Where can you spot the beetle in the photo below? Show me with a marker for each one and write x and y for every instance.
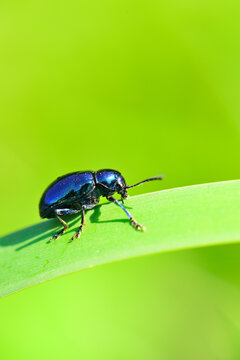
(80, 191)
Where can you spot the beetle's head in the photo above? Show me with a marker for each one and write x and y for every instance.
(121, 187)
(112, 181)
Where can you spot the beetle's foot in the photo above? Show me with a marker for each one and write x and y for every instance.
(78, 233)
(57, 235)
(137, 226)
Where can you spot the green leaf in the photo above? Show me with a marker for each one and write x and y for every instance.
(181, 218)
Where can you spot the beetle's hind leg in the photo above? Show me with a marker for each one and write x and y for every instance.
(78, 233)
(65, 225)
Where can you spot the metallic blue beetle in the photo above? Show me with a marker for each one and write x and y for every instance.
(80, 191)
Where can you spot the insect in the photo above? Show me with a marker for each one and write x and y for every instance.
(80, 191)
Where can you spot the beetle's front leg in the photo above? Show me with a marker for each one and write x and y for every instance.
(133, 222)
(78, 233)
(59, 212)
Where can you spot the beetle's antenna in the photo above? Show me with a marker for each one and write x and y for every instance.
(158, 177)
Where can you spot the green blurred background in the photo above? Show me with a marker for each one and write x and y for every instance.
(144, 87)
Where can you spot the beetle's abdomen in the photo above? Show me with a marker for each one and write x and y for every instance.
(65, 191)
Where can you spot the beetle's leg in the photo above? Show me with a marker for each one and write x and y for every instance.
(65, 225)
(78, 233)
(133, 222)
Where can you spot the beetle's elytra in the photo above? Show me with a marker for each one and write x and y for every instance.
(79, 191)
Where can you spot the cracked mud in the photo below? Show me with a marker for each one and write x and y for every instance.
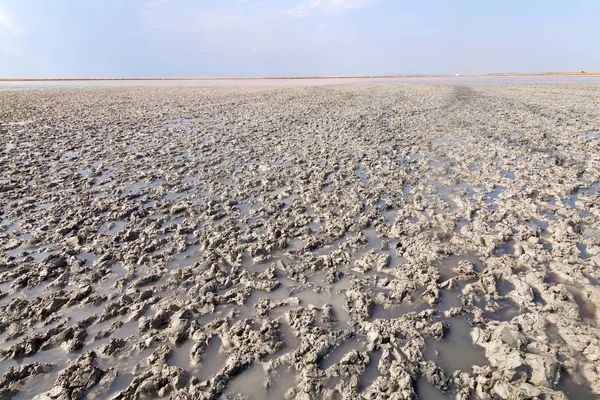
(300, 242)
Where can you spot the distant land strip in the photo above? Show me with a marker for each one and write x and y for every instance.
(580, 73)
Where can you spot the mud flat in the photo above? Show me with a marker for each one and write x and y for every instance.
(304, 242)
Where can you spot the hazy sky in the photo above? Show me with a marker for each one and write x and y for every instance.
(137, 38)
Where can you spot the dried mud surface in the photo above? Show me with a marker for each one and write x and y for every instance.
(312, 242)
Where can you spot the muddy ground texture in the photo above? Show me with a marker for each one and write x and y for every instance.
(343, 242)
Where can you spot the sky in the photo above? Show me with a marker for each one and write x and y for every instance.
(234, 38)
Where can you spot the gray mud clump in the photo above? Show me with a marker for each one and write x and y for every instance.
(334, 242)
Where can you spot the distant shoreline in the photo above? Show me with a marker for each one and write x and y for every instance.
(595, 73)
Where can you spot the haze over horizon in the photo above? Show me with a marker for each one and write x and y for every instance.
(205, 38)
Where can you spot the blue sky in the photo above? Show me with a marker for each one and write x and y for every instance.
(145, 38)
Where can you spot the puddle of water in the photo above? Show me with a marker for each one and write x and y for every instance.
(213, 360)
(112, 228)
(494, 195)
(593, 135)
(583, 253)
(587, 309)
(593, 281)
(456, 351)
(573, 389)
(508, 174)
(251, 383)
(507, 310)
(426, 391)
(506, 248)
(504, 288)
(319, 300)
(371, 372)
(186, 258)
(398, 311)
(336, 354)
(447, 265)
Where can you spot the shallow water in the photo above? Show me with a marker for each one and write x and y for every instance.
(456, 351)
(446, 80)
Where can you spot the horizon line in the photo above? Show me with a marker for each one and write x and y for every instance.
(516, 74)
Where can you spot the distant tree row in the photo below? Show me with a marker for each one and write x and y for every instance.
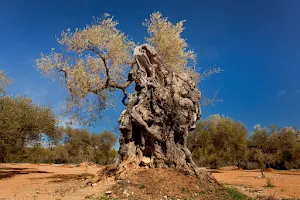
(220, 141)
(30, 133)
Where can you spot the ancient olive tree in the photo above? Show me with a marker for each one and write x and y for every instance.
(164, 106)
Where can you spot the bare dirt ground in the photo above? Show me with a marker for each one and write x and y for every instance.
(32, 181)
(55, 182)
(286, 183)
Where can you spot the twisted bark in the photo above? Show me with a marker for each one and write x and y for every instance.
(160, 112)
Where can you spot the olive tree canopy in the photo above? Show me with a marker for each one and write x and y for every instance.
(100, 59)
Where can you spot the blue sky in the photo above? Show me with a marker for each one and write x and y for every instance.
(257, 43)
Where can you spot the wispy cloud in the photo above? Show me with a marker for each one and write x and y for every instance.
(280, 93)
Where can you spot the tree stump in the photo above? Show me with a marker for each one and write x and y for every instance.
(160, 112)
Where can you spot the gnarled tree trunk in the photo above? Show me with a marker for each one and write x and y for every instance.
(161, 111)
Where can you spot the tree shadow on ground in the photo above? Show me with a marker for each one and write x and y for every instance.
(60, 178)
(7, 172)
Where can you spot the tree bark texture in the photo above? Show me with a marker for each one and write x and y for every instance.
(160, 112)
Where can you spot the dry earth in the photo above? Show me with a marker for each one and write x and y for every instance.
(286, 183)
(55, 182)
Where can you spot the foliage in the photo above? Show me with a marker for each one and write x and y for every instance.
(219, 141)
(98, 60)
(275, 147)
(22, 122)
(29, 133)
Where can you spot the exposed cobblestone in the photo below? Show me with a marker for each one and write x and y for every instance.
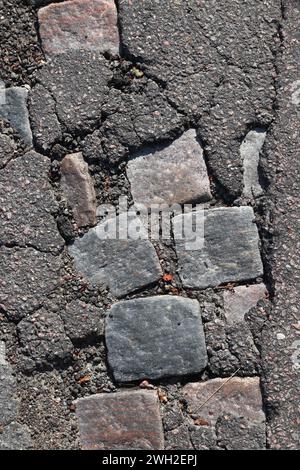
(155, 337)
(124, 265)
(79, 190)
(230, 251)
(175, 174)
(79, 24)
(124, 420)
(28, 204)
(14, 109)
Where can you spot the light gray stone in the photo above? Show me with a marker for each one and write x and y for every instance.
(240, 397)
(27, 277)
(124, 265)
(154, 337)
(15, 111)
(170, 174)
(240, 300)
(15, 436)
(230, 251)
(27, 204)
(79, 24)
(77, 185)
(119, 421)
(249, 150)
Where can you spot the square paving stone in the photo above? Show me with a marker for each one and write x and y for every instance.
(239, 397)
(171, 174)
(120, 421)
(230, 251)
(153, 337)
(124, 265)
(27, 204)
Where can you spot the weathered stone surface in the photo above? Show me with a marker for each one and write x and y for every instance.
(240, 397)
(27, 276)
(123, 265)
(15, 111)
(239, 301)
(178, 439)
(249, 150)
(153, 337)
(119, 421)
(27, 204)
(172, 174)
(43, 338)
(82, 320)
(203, 437)
(8, 403)
(77, 185)
(79, 24)
(230, 251)
(15, 436)
(46, 127)
(74, 94)
(236, 433)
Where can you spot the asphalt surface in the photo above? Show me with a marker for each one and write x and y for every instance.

··········

## Your instructions:
When you return the records, keep every word unchanged and drop the pictures.

## Written answer:
Where can you spot the beetle in the photo below? Show me with a marker for each one and write x and y for every instance.
(80, 191)
Where can you spot the beetle's head in the photo above? Show me with a marker for each one and write x and y for every instance.
(121, 187)
(112, 181)
Where can you spot the beetle's foot in the photo above? Show me with a marker for each one and write x and y for every instance.
(78, 233)
(57, 235)
(137, 226)
Where can you spot the green leaf in the photo above? Show me with a marker for each one and write x and y for every instance.
(181, 218)
Where can you spot the beetle's hind leg in the photo above? Show me with a marker for each one and write x and y for every instance.
(78, 233)
(65, 225)
Where can you spot the metallic blue beetle in the photo above? Show me with a marker for each one and write x and y for every instance.
(80, 191)
Where can you spot the insect in the photo above? Show me with a marker for each one and write x and y for every instance.
(80, 191)
Where can you spot the beetle's front leg in the photo above? Show me with a marker for each one and write x and y for every instance.
(133, 222)
(78, 233)
(59, 212)
Where can you spot the beetle's antenna in the photo above? Show me with a marker for each one and write x and y for every instance.
(158, 177)
Where can you spot the green blurred background in the photo above? Show me with a marker for each one and write x and y for every instance.
(144, 87)
Where can you spot the beetle's abdomen in the photo above? Show me with a marker for each one and write x and y for every instance.
(65, 191)
Where can you spot the beetle's leg in the photo above? Show me with a marker for each one and write x and y for every instance.
(65, 225)
(78, 233)
(133, 222)
Where can you spot the beetle's elytra in the photo above? Show me with a marker for each one and write x and y for every instance.
(79, 191)
Where can you spot the cracked mud in the photo below? Show me with a marker for each one and write x and y for every instance.
(300, 242)
Where can you spot the distant land strip in the photo above? Show me with a marker for each one and write x and y for every instance.
(580, 73)
Where can you spot the mud flat in the photo above? Show me with a marker for each one and write x and y for every instance.
(304, 242)
Where can you spot the hazy sky in the photo above? Show me with a marker for each one and write x and y for every instance.
(137, 38)
Where can you spot the dried mud surface in the photo above? Show me with a marker for each one and write x and y for every instance.
(312, 242)
Where can you spot the muddy ground texture in the photo above? Show me with a marker for each one and write x and y for every instance.
(343, 242)
Where can you spot the sky in the photo above? Show me with a marker for each one and write x and y for every instance.
(234, 38)
Where can you spot the gray mud clump in the photo above? Show me with a marker for each one and write x and y for every instance.
(334, 242)
Where can you spot the distant shoreline in the photo above? Show me with a marker for each one and write x and y for every instance.
(595, 73)
Where can you spot the haze over horizon in the photo above? Show me with a marker for each one and write x and y for every instance.
(205, 38)
Where can you spot the blue sky in the photo above? Show me with a marker for each one and write x and y for every instance.
(145, 38)
Where can you spot the puddle of water in the photo above? Show me with a marker for each one and write x and y for every instance.
(213, 360)
(112, 228)
(494, 195)
(593, 135)
(583, 253)
(587, 309)
(593, 281)
(456, 351)
(573, 389)
(508, 174)
(251, 383)
(507, 310)
(426, 391)
(506, 248)
(504, 288)
(319, 300)
(371, 372)
(186, 258)
(398, 311)
(336, 354)
(447, 265)
Where can you spot the shallow water in the photo above? Show me with a marker for each one and write x and y for every instance.
(456, 351)
(446, 80)
Where can you spot the horizon line in the photo above? Show me with a marker for each one and write x and y for every instance.
(516, 74)
Where can you spot the distant tree row in the photo below? Show me with a marker for each one and write x and y for every instance.
(220, 141)
(30, 133)
Where can you spot the ancient olive tree in the photo above? Show me with a marker for each one and write x and y for every instance.
(164, 106)
Where can you spot the bare dirt ground in the photo above? Show me with a marker for each one and write x and y for every instance.
(32, 181)
(55, 182)
(286, 183)
Where can you spot the twisted bark in the photo above? Show me with a marker for each one and write x and y for every instance.
(160, 112)
Where can you spot the olive tree canopy in the photo above? Show me with a marker for each one and write x and y for every instance.
(100, 59)
Where can you spot the blue sky in the photo above? Show me with a marker for each one and write x and y for every instance.
(257, 43)
Where can you spot the wispy cloud in the photo above? Show me with a marker for each one and write x and y for every instance.
(280, 93)
Where can you spot the tree stump in the photo above? Show me with a marker for each one and write x and y for every instance.
(160, 112)
Where can you spot the gnarled tree trunk in the photo above? Show me with a marker for each one and write x and y for every instance.
(161, 111)
Where can you spot the tree shadow on ground in the photo above? Show me with a marker for each one and write x and y for every instance.
(60, 178)
(7, 172)
Where can you spot the tree bark texture in the photo above? Show me with a marker for each one and write x and y for every instance.
(160, 112)
Where can you spot the dry earth in the photo above? Show me with a marker for each one and write x and y for every instance.
(286, 183)
(55, 182)
Where can you spot the foliage in the photo above? Show me with a marker for each one and write x and y for every instance.
(219, 141)
(98, 60)
(275, 147)
(22, 122)
(29, 133)
Where can you spot the exposed cobblestone in the photo below? Show me with a marker for each one and write x and y for every instance.
(155, 337)
(124, 265)
(79, 190)
(230, 251)
(175, 174)
(79, 24)
(124, 420)
(28, 204)
(14, 109)
Where can you spot the light gray stone in the photo above? Show me with a marker for each one and write x and y for every instance.
(240, 397)
(27, 277)
(124, 265)
(154, 337)
(15, 111)
(170, 174)
(240, 300)
(15, 436)
(230, 251)
(27, 204)
(79, 24)
(77, 185)
(119, 421)
(249, 150)
Where can you spot the square paving stone in the photo above? Show me with a marker for each one and write x and y for every instance.
(239, 397)
(171, 174)
(120, 421)
(230, 251)
(153, 337)
(124, 265)
(27, 204)
Where can you spot the weathered stone surface in the photo above? Show me with a marker for each one and write x and y for every instance.
(240, 397)
(27, 276)
(123, 265)
(15, 111)
(239, 301)
(178, 439)
(249, 150)
(153, 337)
(119, 421)
(27, 204)
(172, 174)
(43, 338)
(82, 320)
(203, 437)
(8, 403)
(77, 185)
(79, 24)
(230, 251)
(15, 436)
(46, 127)
(74, 94)
(236, 433)
Where can you spot the asphalt surface in the photo above? Show me with a marker for each one and write x and y for every instance.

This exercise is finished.